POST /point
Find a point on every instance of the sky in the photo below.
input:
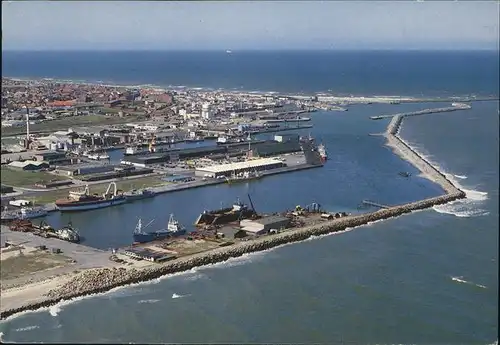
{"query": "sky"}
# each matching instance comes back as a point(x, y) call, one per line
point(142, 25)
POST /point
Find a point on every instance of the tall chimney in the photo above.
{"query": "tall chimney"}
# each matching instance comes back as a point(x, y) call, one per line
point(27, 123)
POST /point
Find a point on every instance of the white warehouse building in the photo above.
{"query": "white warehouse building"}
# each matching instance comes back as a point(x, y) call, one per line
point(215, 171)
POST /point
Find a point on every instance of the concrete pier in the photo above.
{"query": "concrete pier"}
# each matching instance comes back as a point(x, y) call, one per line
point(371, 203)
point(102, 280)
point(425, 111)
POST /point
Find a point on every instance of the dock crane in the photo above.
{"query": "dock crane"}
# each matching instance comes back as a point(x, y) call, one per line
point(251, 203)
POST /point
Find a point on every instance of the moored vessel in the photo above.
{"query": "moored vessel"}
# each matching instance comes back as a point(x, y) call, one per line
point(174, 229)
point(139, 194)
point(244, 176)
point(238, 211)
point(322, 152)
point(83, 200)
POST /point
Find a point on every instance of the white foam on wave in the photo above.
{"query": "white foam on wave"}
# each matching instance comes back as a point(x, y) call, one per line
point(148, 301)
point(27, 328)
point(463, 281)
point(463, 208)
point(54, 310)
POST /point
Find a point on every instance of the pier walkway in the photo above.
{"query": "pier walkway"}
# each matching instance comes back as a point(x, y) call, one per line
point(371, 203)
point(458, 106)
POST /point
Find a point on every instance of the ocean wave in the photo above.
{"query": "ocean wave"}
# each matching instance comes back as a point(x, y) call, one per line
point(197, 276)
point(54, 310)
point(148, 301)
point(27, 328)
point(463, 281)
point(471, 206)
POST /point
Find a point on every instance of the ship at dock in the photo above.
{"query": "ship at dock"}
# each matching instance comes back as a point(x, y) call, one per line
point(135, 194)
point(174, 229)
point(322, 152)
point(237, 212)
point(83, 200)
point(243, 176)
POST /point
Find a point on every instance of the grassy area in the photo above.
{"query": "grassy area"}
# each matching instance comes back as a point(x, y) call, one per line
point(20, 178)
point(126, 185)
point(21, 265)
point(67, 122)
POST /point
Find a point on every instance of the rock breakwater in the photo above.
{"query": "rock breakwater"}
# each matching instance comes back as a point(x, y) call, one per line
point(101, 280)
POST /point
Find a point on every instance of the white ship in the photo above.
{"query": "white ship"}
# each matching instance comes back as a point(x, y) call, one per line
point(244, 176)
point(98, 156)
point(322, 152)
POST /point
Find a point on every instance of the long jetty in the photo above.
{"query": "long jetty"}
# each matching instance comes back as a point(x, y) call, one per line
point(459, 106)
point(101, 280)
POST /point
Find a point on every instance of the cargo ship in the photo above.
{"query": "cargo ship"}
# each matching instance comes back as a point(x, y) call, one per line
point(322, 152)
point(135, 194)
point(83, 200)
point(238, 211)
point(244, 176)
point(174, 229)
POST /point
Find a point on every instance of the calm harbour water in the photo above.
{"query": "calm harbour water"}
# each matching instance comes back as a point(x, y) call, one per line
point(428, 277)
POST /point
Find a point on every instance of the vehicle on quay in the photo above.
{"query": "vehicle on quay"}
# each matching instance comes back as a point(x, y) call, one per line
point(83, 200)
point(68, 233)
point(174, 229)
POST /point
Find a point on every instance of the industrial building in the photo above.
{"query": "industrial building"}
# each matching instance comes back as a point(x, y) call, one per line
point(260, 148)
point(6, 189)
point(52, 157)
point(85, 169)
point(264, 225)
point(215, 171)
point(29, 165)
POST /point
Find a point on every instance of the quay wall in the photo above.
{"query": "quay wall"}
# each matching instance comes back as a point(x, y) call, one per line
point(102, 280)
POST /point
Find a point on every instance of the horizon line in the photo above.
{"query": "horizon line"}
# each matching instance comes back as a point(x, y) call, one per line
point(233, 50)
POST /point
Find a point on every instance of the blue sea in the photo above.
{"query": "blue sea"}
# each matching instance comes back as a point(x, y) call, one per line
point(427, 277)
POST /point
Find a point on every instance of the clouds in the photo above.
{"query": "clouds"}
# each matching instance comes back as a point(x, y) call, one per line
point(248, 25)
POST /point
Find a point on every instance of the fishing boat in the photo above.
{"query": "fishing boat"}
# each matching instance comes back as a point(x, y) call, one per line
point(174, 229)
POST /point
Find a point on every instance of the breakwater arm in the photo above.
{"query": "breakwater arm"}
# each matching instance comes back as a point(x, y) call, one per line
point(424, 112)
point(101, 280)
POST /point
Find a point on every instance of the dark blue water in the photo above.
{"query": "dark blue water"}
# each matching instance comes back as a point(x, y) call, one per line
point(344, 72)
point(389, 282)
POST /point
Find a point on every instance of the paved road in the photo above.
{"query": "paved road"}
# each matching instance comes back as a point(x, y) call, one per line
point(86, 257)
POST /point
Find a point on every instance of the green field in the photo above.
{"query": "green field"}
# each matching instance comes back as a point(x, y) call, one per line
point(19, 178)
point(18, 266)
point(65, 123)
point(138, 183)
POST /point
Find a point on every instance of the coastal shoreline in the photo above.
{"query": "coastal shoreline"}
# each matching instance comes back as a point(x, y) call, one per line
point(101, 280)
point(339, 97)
==================================================
■ **PROBLEM TO SOLVE**
Extract every line of the items above that contains the string "field", keeping in mind that case counts.

■ **CORRECT OUTPUT**
Find a point on every instance of the green field in the photo above.
{"query": "green field"}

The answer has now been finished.